**Quoted passage**
== == ==

The urban outline of Kitami city is distributed sparsely, with winter periods mainly being cold and snowy compared to the rest of Japan [
83]. The university campus area is 2.5 km from the city center. Transportation in Kitami city is highly automobile-dependent (152.4 automobiles per 100 people) [
84], which is much higher than the average of the whole Hokkaido prefecture (68.67 automobiles per 100 people) [
85]. The offered frequency of PBS is relatively limited due to a lack of passengers’ interest, e.g., some bus lines run only 3 or 4 times per day. The main bus line, running across the city, runs four times per hour and ends around 21:00 on weekdays and 20:00 on weekends [
86].
University students in Kitami city come from various parts of Japan, with only 35% from Hokkaido prefecture, and the ratio of female students is 14 % [
87]. In other words, students from different prefectures represent an active population of domestic tourists for locals and business owners, at least until they graduate from the university. The broad impact of a society with a declining birthrate, such as Japan, although not noticeable around big cities, significantly influences the local economy in rural towns such as Kitami. Therefore, it is crucial to engage young people living in this city to support the local economy from various perspectives. The idea includes both purely economic aspects such as buying from local stores and economic and environmental aspects, such as choosing PBS in favor of private cars.
We have decided to use a two-step verification process in the survey design under the conditions mentioned above. Because the long-neglected status of PBS in rural Japan has reinforced the belief that there will be no change in the situation, psychologically, people have come to accept this as the status quo.
The first question we asked (first inquiry—FI) was whether a student would like to use PBS more in the current situation with a binary response (yes/no).

== == ==

**Provided material**
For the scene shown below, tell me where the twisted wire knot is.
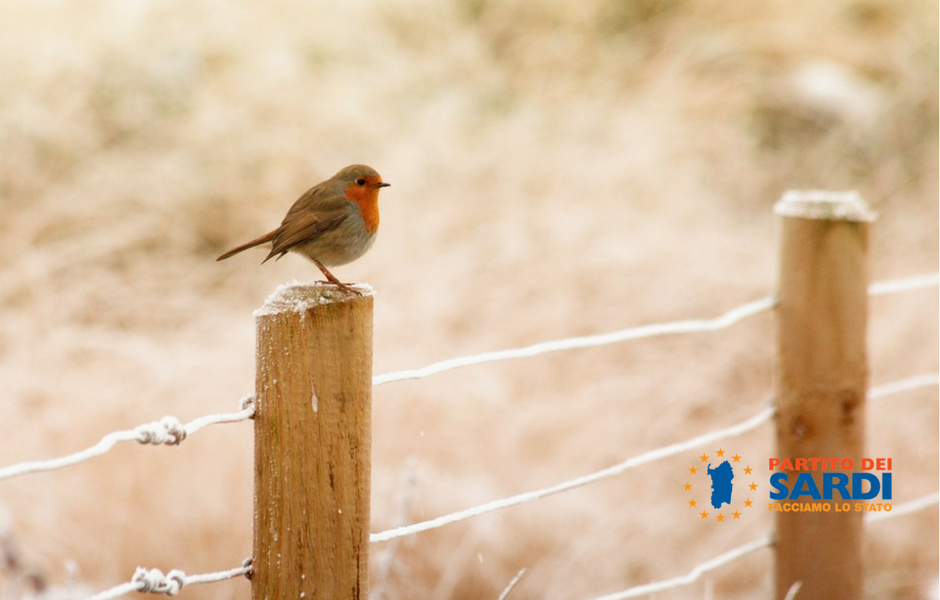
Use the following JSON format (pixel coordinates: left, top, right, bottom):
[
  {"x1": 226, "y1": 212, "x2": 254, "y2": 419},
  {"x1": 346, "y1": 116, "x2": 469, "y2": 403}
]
[
  {"x1": 131, "y1": 567, "x2": 186, "y2": 596},
  {"x1": 134, "y1": 416, "x2": 186, "y2": 446}
]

== == ==

**What this task involves**
Answer these questions from the passage on Kitami city:
(a) How far is the university campus from the city center?
(b) What percentage of the city's university students come from Hokkaido prefecture?
(c) How often does the main bus line across the city run?

**Solution**
(a) 2.5 km
(b) 35%
(c) Four times per hour